** Passage to read follows **
Pancreatic Cancer Screening: State of the Art

Christian Gemmel; Axel Eickhoff; Lars Helmstädter; Jürgen F Riemann


Expert Rev Gastroenterol Hepatol. 2009;3(1):89-96. 

In This Article

Abstract and Introduction


Pancreatic cancer is a devastating disease with a median survival of approximately 6 months after diagnosis. Many factors are associated with a worse outcome; examples include late diagnosis, low resection rate, aggressive tumor behavior and a lack of an effective chemotherapy regimen. Owing to the low prevalence of pancreatic cancer relative to the diagnostic accuracy of present detection methods and the absence of promising treatment modalities, even in early stages, it is currently neither advisable nor cost effective to screen the general population. Efforts are focused on early screening of selected high-risk-cohorts, who account for approximately 10% of patients with pancreatic cancer. These include patients with chronic pancreatitis, individuals with a family history of pancreatic cancer, patients with hereditary pancreatitis, Peutz-Jeghers syndrome, cystic fibrosis or familial atypical multiple mole melanoma. At present, a multimodal-screening approach of endoscopic ultrasound, computed tomography and endoscopic retrograde cholangiopancreatography appears to be the most effective method to screen for pancreatic cancer in high-risk patients. Continued efforts are needed to elucidate effective testing to identify patients with nonhereditary risk factors who will benefit from screening protocols. A combined approach of serum markers, genetic markers and specific imaging studies may prove to be the future of pancreatic screening.


Based on estimates from the American Cancer Society, the number of Americans newly diagnosed with pancreatic cancer will be 37,680 in the year 2008, with 34,290 patients dying from this disease.[1] During the last 40 years, its overall incidence has steadily increased, according to data from the National Cancer Institute in Bethesda, MD, USA.[2] Worldwide, the estimates were projected to be 216,400 new cases and 213,500 deaths in the year 2000.[3]

The median survival for all patients with pancreatic cancer is approximately 6 months[4] and the 5-year survival rate - estimated by the Surveillance Epidemiology and End Results Program - is 4%, which is the lowest among all types of cancer.[5,6]

The diagnosis of pancreatic cancer continues to be made very late with regards to the progression of the disease, mainly owing to the fact that common presenting symptoms, such as pain, jaundice or weight loss, occur relatively late, often when the disease is already metastatic.[7]

Therefore, this raises the question of whether screening for pancreatic cancer at an early phase when patients do not have any symptoms can be a promising strategy in terms of survival and costs. Although this strategy has been successful for the early detection of breast, colon, cervical and prostate cancer, it has not been possible to validate this approach with regards to pancreatic cancer. The current guidelines of the US Preventive Services Task Force underline the fact that[8]:

"... there is no evidence that screening for pancreatic cancer is effective in reducing mortality and the harms of screening for pancreatic cancer exceed any potential benefits."
** End of Passage to read **
** Data for review follows **
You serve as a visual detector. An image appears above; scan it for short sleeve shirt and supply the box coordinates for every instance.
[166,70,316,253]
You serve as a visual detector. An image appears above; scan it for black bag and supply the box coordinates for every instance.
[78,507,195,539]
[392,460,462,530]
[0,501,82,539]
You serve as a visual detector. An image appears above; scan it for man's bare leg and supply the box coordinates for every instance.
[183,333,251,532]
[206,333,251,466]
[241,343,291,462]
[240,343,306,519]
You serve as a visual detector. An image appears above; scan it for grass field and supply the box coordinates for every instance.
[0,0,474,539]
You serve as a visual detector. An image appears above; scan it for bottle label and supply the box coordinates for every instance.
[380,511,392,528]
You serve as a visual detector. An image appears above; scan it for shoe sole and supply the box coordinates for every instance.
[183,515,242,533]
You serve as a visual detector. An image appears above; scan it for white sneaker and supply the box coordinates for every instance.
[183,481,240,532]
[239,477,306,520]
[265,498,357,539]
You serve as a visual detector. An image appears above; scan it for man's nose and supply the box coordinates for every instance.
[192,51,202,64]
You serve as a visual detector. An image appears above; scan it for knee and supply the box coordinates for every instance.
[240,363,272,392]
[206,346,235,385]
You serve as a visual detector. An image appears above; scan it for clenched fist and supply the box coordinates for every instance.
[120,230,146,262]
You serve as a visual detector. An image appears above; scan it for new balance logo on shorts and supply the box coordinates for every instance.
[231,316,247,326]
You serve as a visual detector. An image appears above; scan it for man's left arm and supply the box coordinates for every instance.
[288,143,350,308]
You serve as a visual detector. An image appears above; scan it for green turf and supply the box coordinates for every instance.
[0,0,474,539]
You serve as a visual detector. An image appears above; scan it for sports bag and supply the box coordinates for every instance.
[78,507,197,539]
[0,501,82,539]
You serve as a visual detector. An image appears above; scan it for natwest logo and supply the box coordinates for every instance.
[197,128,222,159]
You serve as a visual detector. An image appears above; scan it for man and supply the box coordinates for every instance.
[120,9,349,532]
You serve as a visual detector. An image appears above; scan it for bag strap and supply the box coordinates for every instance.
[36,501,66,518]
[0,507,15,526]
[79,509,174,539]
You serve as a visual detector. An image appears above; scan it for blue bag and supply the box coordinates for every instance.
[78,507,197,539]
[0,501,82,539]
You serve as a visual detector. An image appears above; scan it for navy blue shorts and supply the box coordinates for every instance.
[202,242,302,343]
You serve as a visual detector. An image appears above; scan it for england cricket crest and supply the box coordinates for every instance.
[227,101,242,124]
** End of Data for review **
Brief 1:
Answer these questions from the article on pancreatic cancer screening:
(a) What 5-year survival rate does it give for pancreatic cancer?
(b) What share of patients with pancreatic cancer do the selected high-risk cohorts account for?
(c) Which common presenting symptoms does it say occur relatively late?
Brief 2:
Decide whether each statement agrees with the article on pancreatic cancer screening, and quote the words that settle it:
(a) Screening the general population for pancreatic cancer is currently advisable.
(b) The overall incidence of pancreatic cancer has steadily increased over the last 40 years.
(c) The worldwide estimates for the year 2000 projected more deaths than new cases.
Brief 3:
Rewrite the stretch of the article on pancreatic cancer screening from "Pancreatic Cancer Screening: State" through "Rev Gastroenterol Hepatol. 2009;3(1):89-96.", putting "Current Status" in place of "State of the Art".

Task output 1:
(a) 4%
(b) Approximately 10%
(c) Pain, jaundice and weight loss

Task output 2:
(a) No: "it is currently neither advisable nor cost effective to screen the general population"
(b) Yes: "During the last 40 years, its overall incidence has steadily increased"
(c) No: "216,400 new cases and 213,500 deaths in the year 2000"

Task output 3:
Pancreatic Cancer Screening: Current Status

Christian Gemmel; Axel Eickhoff; Lars Helmstädter; Jürgen F Riemann


Expert Rev Gastroenterol Hepatol. 2009;3(1):89-96.